Psalm 38
Pulpit Commentary Homiletics
This has been called one of the penitential psalms. It may be called so without any severe strain of language; and yet its penitential tone is very far removed from that of either the thirty-second or the fifty-first psalm. There is little doubt that there is a sincere acknowledgment of the sin; but here the main stress of the grief seems to be attributable rather to the suffering consequent upon the sin, than to the guilt of the sin itself. And we cannot resist the conviction that an undue reticence (which, alas! often results in an infrequent and inadequate warning against sins of the flesh) has somewhat warped and fettered the remarks of many expositors. For the physical suffering which is here detailed with distressing precision, points to sin as the cause thereof - to that sin which is one of the seriously poisoning influences in our social fabric, and against which no pleadings can be too tender, and no warnings can be too loud. Let us first study the case, and then utilize it.

I. THE CASE STATED. Even before entering into detail, it is obvious that the case is one of intense suffering. The details, however, will show us but too clearly what the suffering was, and how it was accounted for.

1. There had been the commission of sin. Vers. 3-5 give us three terms - "sin," "foolishness," "iniquity. The sin was one which brought about a great deal of:

2. Bodily disorder. Note the following expressions:

(1) My flesh" (ver. 3).

(2) "My bones" (ver. 3).

(3) "My loins" (ver. 7).

(4) "No soundness" (ver. 3).

(5) "No health" (ver. 3).

(6) "Wounds" (ver. 5).

(7) "Ulcers" (ver. 5, Hebrew).

(8) "Offensive" (ver. 5).

(9) "Burning" (ver. 7).

(10) This alternating with deathly coldness (ver. 8).

(11) "Palpitation" (ver. 10).

(12) The frame bent and bowed with the suffering (ver. 6).

TASKS TO CARRY OUT:
a) In the Psalm 38 commentary, which two psalms have a penitential tone said to be very far removed from that of Psalm 38?
b) Return the part of the Psalm 38 commentary that opens with the words containing "I. THE CASE" and closes with "was accounted for.".

PROVIDED MATERIAL:
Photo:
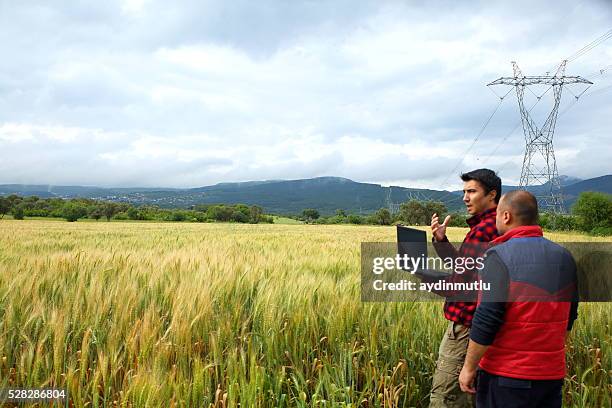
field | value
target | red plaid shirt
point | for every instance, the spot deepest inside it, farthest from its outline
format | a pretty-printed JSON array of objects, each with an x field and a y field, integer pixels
[{"x": 482, "y": 230}]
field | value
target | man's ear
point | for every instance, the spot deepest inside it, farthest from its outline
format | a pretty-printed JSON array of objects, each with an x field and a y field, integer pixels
[
  {"x": 492, "y": 195},
  {"x": 507, "y": 217}
]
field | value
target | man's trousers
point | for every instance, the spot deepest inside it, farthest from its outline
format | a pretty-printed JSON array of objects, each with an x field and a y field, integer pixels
[
  {"x": 445, "y": 390},
  {"x": 494, "y": 391}
]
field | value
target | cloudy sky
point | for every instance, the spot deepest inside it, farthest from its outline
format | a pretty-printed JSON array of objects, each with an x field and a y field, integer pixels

ANSWERS TO THE EXERCISES:
a) The thirty-second and the fifty-first psalms.

b)
I. THE CASE STATED. Even before entering into detail, it is obvious that the case is one of intense suffering. The details, however, will show us but too clearly what the suffering was, and how it was accounted for.